# DOCUMENT SEGMENT start

The given question is incomplete, the complete question is:

Lead forms two compounds with oxygen. One contains 2.98g of lead and 0.461g of oxygen. The other contains 9.89g of lead and 0.763g of oxygen. For a given mass of oxygen, what is the lowest whole-number mass ratio of lead in the two compounds that combines with a given mass of oxygen?

Answer:

The lowest whole-number mass ratio in the two compounds is 1:2.

Explanation:

There is a need to find the mole ratio between lead and oxygen atoms in order to find the whole-number mass ratio of lead in the two compounds. In the first compound, the given mass of lead is 2.98 grams, the molar mass of lead is 207.2 gram per mole.  

The no. of moles can be determined by using the formula,  

moles = mass/molecular mass

moles = 2.98 g/207.2 g/mol

= 0.0144 moles

The mass of oxygen in the compound I is 0.461 grams, the molecular mass of oxygen is 16 gram per mol.

# DOCUMENT SEGMENT end

**EXERCISE PROMPT**
Continue the worked chemistry solution about the two lead–oxygen compounds, starting right after its last sentence.

# RECORD EXCERPTS start

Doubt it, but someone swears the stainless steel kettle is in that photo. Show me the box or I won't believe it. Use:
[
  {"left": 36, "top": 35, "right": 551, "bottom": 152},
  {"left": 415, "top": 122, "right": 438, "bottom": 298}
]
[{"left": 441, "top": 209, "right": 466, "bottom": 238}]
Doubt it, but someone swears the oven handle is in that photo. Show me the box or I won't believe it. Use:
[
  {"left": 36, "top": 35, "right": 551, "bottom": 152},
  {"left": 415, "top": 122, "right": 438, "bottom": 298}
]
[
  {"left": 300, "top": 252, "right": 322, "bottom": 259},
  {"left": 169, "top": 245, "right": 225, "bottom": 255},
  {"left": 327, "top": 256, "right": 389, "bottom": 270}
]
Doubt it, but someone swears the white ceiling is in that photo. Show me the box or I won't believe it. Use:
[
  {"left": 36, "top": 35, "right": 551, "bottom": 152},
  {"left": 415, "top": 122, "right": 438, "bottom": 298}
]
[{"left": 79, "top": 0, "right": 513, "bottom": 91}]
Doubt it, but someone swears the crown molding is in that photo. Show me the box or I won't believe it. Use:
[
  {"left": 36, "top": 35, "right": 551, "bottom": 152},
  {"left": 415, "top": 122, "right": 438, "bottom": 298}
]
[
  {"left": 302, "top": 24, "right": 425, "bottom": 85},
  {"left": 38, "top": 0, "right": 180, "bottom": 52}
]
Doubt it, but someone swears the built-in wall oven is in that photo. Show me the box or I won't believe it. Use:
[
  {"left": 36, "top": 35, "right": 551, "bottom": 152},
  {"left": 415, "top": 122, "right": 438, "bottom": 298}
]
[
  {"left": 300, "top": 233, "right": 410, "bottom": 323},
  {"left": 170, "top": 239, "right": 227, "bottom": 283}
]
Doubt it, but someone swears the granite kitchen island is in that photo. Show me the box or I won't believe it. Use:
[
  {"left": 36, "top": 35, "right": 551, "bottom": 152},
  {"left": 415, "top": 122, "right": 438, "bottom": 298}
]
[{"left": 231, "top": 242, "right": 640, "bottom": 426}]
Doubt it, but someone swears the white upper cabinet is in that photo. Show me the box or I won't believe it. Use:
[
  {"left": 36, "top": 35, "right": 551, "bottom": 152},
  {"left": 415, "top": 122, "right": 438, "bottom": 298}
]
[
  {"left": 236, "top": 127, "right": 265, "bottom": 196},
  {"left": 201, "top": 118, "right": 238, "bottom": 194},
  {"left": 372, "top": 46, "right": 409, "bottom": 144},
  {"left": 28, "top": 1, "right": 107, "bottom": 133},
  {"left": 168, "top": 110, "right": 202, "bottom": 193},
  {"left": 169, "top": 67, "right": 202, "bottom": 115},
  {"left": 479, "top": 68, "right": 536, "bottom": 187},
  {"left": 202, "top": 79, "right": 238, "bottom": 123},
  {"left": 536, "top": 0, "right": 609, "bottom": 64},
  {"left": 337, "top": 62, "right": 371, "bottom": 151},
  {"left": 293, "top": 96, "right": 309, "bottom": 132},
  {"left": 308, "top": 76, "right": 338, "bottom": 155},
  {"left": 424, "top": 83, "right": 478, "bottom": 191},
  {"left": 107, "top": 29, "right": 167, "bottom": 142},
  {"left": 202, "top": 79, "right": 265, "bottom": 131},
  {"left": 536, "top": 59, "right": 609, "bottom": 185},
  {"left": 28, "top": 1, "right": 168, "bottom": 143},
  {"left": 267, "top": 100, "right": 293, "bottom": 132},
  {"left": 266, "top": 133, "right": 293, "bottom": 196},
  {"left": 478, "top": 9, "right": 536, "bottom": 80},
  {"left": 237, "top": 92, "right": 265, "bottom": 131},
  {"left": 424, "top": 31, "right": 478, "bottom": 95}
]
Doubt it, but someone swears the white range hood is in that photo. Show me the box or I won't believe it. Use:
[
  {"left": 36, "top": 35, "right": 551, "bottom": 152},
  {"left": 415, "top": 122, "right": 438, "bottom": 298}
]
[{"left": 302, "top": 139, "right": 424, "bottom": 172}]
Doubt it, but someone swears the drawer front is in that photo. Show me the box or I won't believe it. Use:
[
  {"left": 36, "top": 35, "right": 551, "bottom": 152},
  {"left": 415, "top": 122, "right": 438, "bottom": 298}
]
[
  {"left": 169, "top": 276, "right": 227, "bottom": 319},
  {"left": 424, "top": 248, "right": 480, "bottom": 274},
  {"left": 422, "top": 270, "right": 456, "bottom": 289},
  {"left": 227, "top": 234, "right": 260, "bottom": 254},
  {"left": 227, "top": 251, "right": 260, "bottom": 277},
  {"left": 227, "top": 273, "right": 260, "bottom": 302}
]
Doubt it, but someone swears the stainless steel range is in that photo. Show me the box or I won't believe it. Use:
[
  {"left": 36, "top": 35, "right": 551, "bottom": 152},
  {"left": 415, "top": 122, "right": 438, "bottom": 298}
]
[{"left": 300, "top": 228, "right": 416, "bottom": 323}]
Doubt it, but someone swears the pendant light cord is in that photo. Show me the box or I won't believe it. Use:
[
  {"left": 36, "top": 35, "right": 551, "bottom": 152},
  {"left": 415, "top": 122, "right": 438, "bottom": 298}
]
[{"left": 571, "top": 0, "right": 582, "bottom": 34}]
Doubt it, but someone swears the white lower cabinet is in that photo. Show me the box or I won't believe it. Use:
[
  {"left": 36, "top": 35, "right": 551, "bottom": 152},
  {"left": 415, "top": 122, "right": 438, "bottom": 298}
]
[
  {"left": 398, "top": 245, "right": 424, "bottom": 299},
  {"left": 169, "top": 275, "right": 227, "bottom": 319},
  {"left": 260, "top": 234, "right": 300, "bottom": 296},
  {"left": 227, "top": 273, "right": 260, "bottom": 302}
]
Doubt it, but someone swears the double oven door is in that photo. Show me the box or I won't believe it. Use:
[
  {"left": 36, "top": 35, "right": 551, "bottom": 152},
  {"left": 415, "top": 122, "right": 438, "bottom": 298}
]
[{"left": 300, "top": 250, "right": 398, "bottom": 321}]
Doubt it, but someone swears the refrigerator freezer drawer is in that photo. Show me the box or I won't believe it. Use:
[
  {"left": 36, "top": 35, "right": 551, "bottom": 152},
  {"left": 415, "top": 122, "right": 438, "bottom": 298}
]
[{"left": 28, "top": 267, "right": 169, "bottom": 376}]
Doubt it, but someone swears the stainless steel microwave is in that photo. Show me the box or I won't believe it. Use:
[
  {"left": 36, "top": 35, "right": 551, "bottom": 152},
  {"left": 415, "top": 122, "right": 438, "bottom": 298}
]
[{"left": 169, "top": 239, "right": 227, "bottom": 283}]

# RECORD EXCERPTS end

**WRITTEN ANSWER**
moles = 0.461 g /16 g/mol

= 0.0288 moles

The ratio between the lead and oxygen in the compound I is 0.0144/0.0288 = 1:2

On the other hand, in the compound II, the mass of lead given is 9.89 grams, therefore, the moles of lead in compound II is,  

moles = 9.89 g / 207.2 g/mol

= 0.0477 moles

The mass of oxygen given in compound II is 0.763 grams, the moles of oxygen present in the compound II is,  

moles = 0.763 g / 16 g

= 0.0477 moles

The ratio between the lead and oxygen in the compound II is, 0.0477 moles lead /0.0477 moles oxygen = 1:1

Hence, of the two compounds, the lowest ratio is found in the compound I, that is, 1:2.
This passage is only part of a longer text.